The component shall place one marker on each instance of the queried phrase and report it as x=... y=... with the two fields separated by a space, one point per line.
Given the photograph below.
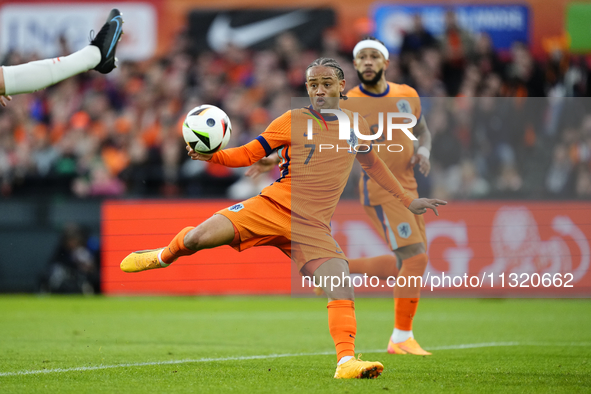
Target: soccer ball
x=207 y=129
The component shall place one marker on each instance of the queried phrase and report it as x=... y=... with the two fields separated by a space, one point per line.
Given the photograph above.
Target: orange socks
x=177 y=247
x=406 y=299
x=342 y=326
x=380 y=266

EXERCISE GOAL | Print the data again word for word, pictures excluded.

RESPONSE AREA |
The component shall place one marker on each instance of the queried phrase and report it as x=... y=... with the two fields separated by a space, one point per line.
Given the photograph below.
Target: soccer ball
x=207 y=129
The component shall place one marker on each instance of the queried phrase and report it as x=... y=... with the two fields separated by a space, one point per line.
Given the photograph above.
Target: orange socks
x=177 y=247
x=406 y=299
x=342 y=326
x=380 y=266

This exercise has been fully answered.